__Source document__.
The Battle of Processors

The Battle of Processors

How does the CPU specify one particular instruction? It sends out an address to the memory (by placing the required value on the address bus). This is a binary number – a pattern of bits, each either 0 and 1 – which is put as a pattern of low and high voltages on a set of wires, connecting the CPU to the program memory.
The address bus specifies the memory location upon which the next operation will take place, in this case, where in memory the CPU will find the next instruction. When a word of memory is selected, the CPU sends a control signal to the memory to “read” the value stored at the location, which causes the memory to place the stored pattern of bits on the data bus, where it may be read by the CPU.
The register which stores the address of the next instruction is called the program counter. Usually after each instruction is executed, the program counter increases by one (hence the use of the word counter) so that it contains the address of the next instruction. Hence a program consists primarily of a list of instructions; and the program counter allows the CPU to step through the list, performing one instruction after another. Thus a hidden but implied part of every instruction is change the program counter to contain the address of the next instruction.
 
Pipelines
To speed operation of the CPU many computers use what is called a “pipeline system”. What this means is that you divide up the operation of an instruction into separate parts, which have to be done one after the other; but you arrange that while one part of one instruction is being done, earlier parts of later instructions are being done. For example, consider a four stage pipeline; if each stage takes 100 nsec, then it takes a total of 400 nsec to completely process an instruction; but actually the throughput of the machine can be one instruction every 100nsec, since four different parts of four different instructions are being done at the same time.
So, while instruction one instruction is being executed, another is requesting the source data, the results of a previous operation are being written back, and another new instruction is being fetched.

RISC and CISC Processors
These acronyms stand for “Reduced Instruction Set Computer” and Complex Instruction Set Computer”. This gives a label to two different philosophies in designing computers. In a RISC processor, there are a fairly small number of fairly simple instructions. Each of these instructions does one simple operation, and at most one source value needs to be fetched from memory. In such a processor, the instructions can execute very rapidly. However, some operations require a whole series of instructions: for example, to multiply two eight bit numbers, there is no single instruction; you need a whole list of instructions.

__What to do__.
a) Reproduce the passage of the article on processors that begins at the words "RISC and CISC" and ends after "list of instructions.".
b) Write the next part of the article on processors, continuing after its final sentence.
The material that comes next is separate from the article on processors.

__Excerpted records__.
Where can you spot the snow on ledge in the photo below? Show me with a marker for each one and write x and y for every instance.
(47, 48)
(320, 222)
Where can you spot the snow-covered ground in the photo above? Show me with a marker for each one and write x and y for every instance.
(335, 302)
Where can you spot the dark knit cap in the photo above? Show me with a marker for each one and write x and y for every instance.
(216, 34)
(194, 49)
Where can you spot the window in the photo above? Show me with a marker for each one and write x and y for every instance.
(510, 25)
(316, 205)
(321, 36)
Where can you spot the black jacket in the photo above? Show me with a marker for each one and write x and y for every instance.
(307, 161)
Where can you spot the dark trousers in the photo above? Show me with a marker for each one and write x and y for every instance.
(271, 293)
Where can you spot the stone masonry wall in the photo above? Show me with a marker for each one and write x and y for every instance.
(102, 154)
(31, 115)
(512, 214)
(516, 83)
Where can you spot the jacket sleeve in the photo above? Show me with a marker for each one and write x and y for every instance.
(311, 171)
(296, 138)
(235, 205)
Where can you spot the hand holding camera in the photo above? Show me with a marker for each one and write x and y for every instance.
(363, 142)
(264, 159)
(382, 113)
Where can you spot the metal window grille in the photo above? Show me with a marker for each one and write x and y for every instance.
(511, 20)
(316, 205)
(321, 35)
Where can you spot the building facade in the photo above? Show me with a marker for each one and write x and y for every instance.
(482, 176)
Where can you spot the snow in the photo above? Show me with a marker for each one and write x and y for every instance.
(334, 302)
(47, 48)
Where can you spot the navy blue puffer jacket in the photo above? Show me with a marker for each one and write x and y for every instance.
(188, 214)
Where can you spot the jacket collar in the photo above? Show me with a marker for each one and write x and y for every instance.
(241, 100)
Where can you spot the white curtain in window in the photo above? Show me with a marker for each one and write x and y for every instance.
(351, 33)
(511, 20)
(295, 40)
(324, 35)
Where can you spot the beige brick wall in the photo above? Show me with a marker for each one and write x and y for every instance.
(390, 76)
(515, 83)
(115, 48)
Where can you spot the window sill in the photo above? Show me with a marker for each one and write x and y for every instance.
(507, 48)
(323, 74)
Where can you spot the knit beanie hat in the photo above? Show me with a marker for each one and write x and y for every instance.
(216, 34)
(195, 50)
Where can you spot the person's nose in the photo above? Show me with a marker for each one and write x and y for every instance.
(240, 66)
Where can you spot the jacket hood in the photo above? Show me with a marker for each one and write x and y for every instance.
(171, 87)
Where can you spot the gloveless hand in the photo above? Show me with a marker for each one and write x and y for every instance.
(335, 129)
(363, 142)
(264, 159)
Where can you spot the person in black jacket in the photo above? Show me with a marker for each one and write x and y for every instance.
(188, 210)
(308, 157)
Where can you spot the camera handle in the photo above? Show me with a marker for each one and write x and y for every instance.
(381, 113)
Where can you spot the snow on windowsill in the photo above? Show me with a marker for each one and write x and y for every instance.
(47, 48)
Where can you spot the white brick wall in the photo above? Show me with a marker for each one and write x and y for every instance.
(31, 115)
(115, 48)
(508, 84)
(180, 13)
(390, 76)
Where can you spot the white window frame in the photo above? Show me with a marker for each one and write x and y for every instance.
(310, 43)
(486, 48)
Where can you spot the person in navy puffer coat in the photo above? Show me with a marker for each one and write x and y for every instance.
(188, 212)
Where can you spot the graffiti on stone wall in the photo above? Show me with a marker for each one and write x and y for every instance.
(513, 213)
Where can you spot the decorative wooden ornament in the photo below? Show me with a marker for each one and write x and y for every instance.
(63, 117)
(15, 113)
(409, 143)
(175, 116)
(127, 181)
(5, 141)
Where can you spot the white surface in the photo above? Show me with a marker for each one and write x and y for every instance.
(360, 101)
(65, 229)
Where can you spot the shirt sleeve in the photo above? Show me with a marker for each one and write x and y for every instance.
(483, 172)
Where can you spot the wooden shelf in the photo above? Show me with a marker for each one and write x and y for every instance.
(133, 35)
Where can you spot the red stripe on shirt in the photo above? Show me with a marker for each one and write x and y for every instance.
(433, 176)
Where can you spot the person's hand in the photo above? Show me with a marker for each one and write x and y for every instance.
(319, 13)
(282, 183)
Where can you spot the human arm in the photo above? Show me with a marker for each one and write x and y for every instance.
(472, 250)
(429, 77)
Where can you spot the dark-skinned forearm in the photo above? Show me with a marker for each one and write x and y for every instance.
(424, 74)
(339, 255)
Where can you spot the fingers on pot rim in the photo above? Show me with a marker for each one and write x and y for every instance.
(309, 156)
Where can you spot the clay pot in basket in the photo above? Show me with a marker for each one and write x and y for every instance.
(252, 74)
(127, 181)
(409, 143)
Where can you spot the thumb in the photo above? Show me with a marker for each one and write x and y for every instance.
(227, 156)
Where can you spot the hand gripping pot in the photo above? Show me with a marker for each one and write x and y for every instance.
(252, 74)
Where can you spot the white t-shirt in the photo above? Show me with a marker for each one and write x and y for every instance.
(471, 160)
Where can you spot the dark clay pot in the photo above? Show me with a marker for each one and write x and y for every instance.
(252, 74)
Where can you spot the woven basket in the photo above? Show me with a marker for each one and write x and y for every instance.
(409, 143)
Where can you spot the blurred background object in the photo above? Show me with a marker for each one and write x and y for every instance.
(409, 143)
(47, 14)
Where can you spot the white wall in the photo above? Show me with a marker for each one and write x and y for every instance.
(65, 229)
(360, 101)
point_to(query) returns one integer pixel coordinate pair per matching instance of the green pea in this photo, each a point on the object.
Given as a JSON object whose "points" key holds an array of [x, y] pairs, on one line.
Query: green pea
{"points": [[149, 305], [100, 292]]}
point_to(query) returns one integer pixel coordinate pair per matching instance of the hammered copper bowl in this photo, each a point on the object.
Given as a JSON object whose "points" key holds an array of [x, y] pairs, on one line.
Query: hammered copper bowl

__Responses to the tasks__.
a)
RISC and CISC Processors
These acronyms stand for “Reduced Instruction Set Computer” and Complex Instruction Set Computer”. This gives a label to two different philosophies in designing computers. In a RISC processor, there are a fairly small number of fairly simple instructions. Each of these instructions does one simple operation, and at most one source value needs to be fetched from memory. In such a processor, the instructions can execute very rapidly. However, some operations require a whole series of instructions: for example, to multiply two eight bit numbers, there is no single instruction; you need a whole list of instructions.

b)
In a CISC processor, one instruction can do a whole sequence of operations, , for example you can multiply two floating point numbers and add a third (a + b*c) all in one instruction; other processors do even more complex things in one instruction. (N.B. Floating point units always operate over a variable number of clock cycles
 
Advantages of RISC:
Speed; simple instructions execute faster; if they are carefully chosen, the whole program goes faster. A constant execution rate also simplifies design of a pipeline or cache controller.

a). Simplicity; RISC processors are easier to design and build; and in some ways they are easier to program, since there are fewer instructions to learn.

b).High level languages (like C) often do not use many of the specialised instructions; the instructions of a RISC processor are often designed to make a language like C work efficiently; the designers concentrate on instructions which will make C work fast.
 
Disadvantages of RISC
a. Each instruction is so simple, therefore programs may need to be longer, because it takes more instructions to do each operation. (Example: if there is no instruction to copy data from one memory location to another; you would have to move it from the memory to a register, and then from the register to the memory using a pair of instructions)

b. Computers using instructions specially tailored for one purpose may be very efficient; some computers are specially designed with complex instructions to efficiently perform particular operations.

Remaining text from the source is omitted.